▶ [Consignes à suivre]: Disposez en liste numérotée, sans les lignes vides, la partie du matériau qui va de son début jusqu'à la ligne contenant « x=942 y=397 », cette ligne incluse. Ne reprenez aucune autre ligne.

'''

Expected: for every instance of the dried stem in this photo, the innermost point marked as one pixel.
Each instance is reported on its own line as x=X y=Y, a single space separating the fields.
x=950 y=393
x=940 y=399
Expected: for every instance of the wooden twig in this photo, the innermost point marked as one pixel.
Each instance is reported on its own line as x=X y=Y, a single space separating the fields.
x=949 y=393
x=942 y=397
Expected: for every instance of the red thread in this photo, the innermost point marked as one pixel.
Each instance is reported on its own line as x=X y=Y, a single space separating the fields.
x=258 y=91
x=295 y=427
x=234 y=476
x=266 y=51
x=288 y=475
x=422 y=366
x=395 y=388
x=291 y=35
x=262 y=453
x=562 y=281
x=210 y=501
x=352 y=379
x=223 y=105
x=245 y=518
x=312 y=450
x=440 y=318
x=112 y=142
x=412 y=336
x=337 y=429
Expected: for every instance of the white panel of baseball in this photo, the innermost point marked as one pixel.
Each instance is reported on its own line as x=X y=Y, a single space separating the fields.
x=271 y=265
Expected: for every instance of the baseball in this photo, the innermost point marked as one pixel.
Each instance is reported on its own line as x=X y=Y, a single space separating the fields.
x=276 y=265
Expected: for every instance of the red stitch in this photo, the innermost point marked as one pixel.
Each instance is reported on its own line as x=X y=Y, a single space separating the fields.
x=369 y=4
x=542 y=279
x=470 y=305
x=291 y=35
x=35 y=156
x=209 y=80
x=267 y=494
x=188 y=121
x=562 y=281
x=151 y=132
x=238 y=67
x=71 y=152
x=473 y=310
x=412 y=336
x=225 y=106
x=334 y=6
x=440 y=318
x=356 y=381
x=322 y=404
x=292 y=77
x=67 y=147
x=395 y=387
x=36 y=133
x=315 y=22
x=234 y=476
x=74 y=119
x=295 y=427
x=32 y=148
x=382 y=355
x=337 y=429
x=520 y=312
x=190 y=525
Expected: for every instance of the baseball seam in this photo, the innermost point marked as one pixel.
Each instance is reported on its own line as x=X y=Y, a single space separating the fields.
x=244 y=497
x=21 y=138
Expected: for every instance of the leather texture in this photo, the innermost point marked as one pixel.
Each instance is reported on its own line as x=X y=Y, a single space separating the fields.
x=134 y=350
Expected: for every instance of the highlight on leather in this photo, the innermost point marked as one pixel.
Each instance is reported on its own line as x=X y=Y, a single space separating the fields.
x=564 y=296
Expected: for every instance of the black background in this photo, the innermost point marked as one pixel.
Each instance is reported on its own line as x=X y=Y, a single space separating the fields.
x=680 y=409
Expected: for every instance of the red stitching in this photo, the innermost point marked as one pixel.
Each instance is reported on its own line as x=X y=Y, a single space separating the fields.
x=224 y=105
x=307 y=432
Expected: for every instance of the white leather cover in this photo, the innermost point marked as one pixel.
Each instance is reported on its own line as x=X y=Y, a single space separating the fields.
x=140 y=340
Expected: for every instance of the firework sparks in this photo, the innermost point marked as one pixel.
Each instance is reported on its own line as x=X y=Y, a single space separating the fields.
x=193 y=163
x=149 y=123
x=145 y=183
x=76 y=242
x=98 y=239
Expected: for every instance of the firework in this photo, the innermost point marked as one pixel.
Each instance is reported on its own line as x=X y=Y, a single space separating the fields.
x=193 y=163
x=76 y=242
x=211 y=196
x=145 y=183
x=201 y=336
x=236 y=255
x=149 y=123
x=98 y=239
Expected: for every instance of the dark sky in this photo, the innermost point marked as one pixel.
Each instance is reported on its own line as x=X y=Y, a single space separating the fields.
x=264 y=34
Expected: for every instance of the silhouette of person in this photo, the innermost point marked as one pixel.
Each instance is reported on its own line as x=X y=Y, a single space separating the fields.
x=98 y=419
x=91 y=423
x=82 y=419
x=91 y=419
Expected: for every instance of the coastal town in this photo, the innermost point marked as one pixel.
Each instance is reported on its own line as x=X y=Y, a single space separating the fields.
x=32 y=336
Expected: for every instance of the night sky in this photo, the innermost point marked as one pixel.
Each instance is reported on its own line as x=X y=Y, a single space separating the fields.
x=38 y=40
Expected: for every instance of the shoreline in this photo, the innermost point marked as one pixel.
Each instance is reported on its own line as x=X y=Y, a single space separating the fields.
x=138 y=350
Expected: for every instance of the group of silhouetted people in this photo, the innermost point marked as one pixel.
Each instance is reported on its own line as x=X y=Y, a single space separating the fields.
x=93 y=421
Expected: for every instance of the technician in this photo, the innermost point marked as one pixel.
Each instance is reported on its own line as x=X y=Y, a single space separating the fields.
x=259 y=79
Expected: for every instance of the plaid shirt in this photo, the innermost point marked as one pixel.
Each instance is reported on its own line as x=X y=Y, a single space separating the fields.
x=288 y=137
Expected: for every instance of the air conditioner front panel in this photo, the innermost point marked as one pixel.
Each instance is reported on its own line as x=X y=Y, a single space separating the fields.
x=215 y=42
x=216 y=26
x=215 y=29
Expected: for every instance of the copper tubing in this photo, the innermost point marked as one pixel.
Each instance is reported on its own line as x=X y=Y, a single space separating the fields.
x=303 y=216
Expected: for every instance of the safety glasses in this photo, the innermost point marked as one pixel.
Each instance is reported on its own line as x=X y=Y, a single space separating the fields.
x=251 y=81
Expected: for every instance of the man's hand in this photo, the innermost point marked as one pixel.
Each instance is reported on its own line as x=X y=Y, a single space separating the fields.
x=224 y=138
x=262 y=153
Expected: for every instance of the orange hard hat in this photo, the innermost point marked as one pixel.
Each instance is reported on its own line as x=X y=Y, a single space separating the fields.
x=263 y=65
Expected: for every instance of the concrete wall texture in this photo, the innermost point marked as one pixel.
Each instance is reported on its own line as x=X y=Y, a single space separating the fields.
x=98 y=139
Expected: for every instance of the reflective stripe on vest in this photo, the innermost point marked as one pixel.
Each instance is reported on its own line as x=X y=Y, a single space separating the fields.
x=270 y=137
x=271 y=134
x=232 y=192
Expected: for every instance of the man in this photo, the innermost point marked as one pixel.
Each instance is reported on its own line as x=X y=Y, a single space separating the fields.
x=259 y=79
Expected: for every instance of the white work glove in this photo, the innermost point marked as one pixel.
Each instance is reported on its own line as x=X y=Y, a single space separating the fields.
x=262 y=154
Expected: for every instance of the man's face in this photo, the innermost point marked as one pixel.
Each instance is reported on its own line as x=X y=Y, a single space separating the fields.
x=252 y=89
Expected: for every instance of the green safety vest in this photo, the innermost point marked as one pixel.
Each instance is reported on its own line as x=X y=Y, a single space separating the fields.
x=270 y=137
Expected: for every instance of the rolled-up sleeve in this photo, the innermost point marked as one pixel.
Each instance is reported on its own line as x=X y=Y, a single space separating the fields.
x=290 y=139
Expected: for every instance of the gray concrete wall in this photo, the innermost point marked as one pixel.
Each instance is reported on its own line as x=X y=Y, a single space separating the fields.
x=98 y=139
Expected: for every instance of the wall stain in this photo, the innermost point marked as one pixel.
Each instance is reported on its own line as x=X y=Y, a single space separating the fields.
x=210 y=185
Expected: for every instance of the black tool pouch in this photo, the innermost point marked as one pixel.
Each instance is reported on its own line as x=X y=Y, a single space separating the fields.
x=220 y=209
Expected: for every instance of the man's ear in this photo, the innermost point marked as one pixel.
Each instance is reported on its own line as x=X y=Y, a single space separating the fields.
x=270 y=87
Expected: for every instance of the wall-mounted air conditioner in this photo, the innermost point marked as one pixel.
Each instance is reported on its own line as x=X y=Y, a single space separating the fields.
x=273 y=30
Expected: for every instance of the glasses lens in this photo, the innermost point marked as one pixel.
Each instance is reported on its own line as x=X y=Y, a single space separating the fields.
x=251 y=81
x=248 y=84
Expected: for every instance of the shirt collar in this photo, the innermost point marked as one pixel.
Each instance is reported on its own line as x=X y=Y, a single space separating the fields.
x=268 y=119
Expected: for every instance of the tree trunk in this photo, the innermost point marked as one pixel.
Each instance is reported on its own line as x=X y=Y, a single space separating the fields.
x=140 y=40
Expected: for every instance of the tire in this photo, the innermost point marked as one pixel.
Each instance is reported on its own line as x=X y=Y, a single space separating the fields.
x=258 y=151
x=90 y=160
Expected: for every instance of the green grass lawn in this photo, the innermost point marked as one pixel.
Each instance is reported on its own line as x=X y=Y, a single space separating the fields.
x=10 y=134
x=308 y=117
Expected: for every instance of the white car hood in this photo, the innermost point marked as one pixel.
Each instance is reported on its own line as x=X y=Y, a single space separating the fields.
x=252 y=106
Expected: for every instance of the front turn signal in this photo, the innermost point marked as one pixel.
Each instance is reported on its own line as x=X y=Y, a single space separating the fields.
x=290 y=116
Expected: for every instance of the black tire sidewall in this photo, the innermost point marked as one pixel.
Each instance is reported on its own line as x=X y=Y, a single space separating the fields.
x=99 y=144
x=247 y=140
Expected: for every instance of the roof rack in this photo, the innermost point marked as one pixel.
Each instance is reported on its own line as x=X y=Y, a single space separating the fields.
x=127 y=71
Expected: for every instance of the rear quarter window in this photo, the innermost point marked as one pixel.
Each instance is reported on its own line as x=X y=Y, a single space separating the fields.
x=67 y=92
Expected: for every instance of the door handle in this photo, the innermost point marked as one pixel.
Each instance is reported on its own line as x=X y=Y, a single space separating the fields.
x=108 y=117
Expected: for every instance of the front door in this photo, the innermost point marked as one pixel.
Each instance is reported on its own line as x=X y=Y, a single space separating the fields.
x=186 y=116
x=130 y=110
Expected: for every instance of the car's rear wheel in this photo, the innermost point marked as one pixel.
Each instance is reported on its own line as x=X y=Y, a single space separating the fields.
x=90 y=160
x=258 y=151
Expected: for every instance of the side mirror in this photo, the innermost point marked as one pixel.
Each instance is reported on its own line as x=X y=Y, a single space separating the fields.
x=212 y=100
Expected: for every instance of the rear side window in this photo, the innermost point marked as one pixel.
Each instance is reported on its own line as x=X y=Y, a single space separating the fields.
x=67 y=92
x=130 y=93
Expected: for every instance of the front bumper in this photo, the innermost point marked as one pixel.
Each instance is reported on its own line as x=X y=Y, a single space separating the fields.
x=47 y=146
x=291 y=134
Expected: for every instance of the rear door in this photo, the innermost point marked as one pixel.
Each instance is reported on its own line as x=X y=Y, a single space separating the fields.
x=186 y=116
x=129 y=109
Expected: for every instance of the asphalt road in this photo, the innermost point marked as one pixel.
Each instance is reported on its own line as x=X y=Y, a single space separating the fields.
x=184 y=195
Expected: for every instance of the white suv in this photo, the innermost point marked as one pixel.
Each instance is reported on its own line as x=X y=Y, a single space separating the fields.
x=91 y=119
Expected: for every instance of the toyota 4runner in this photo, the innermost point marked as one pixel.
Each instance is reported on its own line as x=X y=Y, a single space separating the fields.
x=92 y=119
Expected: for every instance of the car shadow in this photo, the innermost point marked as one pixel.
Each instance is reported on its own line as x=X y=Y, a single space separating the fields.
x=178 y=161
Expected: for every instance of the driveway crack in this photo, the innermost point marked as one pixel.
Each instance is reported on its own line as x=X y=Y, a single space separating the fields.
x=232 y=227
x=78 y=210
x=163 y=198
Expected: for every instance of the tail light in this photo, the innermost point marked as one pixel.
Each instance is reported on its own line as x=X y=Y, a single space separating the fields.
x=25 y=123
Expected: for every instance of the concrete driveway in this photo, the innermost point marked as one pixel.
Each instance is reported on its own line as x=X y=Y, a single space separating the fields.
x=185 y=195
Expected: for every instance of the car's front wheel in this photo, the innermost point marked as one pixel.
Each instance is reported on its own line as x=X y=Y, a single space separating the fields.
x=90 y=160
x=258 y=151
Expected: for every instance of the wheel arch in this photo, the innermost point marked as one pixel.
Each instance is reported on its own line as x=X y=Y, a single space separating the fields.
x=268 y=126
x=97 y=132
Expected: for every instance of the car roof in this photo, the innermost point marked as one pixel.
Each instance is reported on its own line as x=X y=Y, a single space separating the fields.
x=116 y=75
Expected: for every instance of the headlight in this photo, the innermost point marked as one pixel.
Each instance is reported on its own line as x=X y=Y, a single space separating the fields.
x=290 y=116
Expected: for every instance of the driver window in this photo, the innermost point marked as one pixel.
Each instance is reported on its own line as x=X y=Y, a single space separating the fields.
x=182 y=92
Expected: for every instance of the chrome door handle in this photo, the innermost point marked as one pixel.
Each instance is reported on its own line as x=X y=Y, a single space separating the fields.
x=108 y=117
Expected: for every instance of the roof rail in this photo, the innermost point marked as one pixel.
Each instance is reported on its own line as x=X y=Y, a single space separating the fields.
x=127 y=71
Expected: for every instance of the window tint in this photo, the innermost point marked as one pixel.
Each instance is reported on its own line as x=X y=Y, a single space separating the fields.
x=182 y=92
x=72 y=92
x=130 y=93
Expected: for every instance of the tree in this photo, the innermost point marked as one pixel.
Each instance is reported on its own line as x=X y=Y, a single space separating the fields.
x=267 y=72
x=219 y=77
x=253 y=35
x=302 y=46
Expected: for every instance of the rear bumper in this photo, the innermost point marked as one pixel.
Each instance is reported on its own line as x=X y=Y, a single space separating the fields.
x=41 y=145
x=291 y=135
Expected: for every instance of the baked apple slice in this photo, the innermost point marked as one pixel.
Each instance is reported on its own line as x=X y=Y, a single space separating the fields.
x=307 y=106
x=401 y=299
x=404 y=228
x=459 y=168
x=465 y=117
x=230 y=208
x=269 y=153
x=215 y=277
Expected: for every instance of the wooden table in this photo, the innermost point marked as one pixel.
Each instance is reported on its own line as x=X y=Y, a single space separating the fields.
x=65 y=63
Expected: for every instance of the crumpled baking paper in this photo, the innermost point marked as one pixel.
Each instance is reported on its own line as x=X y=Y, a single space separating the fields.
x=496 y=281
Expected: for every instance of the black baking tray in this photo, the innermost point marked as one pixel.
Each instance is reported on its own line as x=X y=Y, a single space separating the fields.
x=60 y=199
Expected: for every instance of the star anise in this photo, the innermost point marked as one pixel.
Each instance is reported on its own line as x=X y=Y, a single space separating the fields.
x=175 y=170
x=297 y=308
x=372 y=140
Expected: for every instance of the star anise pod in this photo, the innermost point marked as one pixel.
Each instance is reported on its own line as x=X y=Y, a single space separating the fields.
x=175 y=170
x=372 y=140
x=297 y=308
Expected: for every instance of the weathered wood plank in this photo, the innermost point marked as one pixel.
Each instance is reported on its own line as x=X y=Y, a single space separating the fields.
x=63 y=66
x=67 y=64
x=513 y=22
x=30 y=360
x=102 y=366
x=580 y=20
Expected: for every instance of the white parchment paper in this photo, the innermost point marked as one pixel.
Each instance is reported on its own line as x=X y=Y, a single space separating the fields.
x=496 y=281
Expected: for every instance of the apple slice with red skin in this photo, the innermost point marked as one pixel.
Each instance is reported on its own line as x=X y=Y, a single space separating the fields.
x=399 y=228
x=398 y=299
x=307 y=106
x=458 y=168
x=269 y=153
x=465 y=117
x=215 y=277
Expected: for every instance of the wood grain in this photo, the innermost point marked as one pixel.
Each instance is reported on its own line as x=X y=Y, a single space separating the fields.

'''

▶ [Résultat attendu]:
1. Expected: for every instance of the dried stem in this photo, the innermost point marked as one pixel.
2. Each instance is reported on its own line as x=X y=Y, a single space separating the fields.
3. x=950 y=393
4. x=940 y=399
5. Expected: for every instance of the wooden twig in this photo, the innermost point marked as one pixel.
6. Each instance is reported on its own line as x=X y=Y, a single space separating the fields.
7. x=949 y=393
8. x=942 y=397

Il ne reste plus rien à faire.